◆ DATA LINES:
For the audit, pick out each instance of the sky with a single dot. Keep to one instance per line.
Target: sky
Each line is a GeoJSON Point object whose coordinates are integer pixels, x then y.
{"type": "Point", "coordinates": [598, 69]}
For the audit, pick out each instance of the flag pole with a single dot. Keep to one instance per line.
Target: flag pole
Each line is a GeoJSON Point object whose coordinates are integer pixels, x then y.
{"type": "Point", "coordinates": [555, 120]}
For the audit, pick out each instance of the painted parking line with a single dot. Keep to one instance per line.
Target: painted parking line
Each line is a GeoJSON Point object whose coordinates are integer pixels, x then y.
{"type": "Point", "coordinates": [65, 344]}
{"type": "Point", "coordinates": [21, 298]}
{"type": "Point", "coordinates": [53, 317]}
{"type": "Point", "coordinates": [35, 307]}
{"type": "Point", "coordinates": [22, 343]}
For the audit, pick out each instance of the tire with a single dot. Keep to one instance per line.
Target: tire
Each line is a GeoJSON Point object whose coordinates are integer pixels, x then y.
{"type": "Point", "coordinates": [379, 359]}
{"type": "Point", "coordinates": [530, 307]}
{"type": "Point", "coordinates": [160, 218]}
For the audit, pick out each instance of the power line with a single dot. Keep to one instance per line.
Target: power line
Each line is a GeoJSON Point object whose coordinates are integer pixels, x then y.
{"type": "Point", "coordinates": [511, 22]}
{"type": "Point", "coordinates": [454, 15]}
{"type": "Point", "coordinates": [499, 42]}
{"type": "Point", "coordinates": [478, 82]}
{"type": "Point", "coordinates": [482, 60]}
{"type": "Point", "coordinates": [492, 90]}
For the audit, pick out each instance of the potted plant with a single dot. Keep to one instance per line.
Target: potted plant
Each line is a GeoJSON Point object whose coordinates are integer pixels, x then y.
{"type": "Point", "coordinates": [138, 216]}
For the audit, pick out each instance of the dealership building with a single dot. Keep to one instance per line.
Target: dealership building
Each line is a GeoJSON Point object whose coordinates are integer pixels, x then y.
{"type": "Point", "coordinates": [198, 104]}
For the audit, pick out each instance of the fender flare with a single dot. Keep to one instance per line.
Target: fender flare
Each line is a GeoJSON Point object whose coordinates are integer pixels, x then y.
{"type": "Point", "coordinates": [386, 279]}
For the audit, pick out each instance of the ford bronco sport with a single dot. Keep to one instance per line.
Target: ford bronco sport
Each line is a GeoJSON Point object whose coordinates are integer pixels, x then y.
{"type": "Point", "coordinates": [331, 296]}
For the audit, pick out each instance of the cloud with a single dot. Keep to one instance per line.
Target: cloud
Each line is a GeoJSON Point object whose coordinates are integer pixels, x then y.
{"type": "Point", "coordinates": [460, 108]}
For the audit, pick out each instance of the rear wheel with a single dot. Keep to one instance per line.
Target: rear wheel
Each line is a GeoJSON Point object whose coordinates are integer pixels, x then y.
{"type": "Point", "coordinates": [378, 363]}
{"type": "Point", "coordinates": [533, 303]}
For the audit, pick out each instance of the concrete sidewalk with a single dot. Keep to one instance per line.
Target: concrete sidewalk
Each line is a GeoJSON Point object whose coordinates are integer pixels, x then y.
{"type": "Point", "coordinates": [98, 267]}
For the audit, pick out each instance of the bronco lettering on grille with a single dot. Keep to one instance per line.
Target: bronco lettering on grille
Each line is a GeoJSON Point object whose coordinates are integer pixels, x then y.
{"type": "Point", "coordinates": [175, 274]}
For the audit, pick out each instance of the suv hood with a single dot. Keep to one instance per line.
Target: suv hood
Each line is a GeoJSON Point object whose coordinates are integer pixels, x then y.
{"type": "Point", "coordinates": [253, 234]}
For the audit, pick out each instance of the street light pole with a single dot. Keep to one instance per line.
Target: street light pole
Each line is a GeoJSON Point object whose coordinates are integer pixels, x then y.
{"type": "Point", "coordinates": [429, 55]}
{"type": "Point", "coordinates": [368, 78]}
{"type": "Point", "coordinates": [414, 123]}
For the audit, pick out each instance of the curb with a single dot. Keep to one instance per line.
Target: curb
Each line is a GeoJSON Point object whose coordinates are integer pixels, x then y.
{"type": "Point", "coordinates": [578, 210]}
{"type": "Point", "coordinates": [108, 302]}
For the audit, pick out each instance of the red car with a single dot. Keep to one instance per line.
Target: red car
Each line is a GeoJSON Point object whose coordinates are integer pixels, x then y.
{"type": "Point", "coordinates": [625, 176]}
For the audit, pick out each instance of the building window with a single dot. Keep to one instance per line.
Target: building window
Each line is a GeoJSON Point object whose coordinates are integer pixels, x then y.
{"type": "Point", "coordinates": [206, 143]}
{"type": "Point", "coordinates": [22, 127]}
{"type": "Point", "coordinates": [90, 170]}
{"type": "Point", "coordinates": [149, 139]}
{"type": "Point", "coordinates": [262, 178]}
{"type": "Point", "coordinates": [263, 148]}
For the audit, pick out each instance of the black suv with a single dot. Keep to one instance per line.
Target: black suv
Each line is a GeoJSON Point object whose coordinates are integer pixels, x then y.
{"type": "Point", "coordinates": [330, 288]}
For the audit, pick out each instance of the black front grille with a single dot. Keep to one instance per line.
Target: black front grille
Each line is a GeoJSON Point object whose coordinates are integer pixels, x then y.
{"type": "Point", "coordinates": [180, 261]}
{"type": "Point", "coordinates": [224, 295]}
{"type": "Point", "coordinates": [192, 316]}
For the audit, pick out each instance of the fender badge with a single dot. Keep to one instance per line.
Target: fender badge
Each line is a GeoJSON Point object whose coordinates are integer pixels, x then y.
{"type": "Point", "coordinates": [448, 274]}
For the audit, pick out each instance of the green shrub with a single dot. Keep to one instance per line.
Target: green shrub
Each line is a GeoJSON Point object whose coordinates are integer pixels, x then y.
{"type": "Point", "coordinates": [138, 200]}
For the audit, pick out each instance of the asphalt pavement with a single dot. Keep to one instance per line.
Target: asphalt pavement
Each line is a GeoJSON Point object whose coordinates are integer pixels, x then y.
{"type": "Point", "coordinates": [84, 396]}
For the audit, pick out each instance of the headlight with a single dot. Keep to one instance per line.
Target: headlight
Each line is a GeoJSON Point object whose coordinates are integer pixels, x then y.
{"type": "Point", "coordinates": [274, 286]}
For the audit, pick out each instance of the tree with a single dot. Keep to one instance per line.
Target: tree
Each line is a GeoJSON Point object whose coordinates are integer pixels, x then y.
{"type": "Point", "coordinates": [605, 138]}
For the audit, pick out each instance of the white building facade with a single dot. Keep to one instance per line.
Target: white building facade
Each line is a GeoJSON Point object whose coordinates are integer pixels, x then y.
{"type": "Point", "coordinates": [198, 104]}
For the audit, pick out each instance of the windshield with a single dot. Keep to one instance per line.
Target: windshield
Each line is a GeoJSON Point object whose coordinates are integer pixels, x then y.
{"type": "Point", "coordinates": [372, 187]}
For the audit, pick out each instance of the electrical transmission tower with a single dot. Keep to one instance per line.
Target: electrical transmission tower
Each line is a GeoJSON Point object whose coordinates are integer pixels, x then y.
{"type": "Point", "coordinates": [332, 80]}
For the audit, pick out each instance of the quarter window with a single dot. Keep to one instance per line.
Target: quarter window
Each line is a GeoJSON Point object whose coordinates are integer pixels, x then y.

◆ AIM: Reproduce verbatim the part of the items that opens with the line containing "For the audit, pick out each instance of the quarter" and runs through the end of the items, both ends included.

◆ REPLY TO THE EXERCISE:
For the audit, pick out each instance of the quarter window with a single dot. Keep to one instance per line.
Target: quarter window
Each line is a GeoJSON Point object whose coordinates are integer pixels, x then y.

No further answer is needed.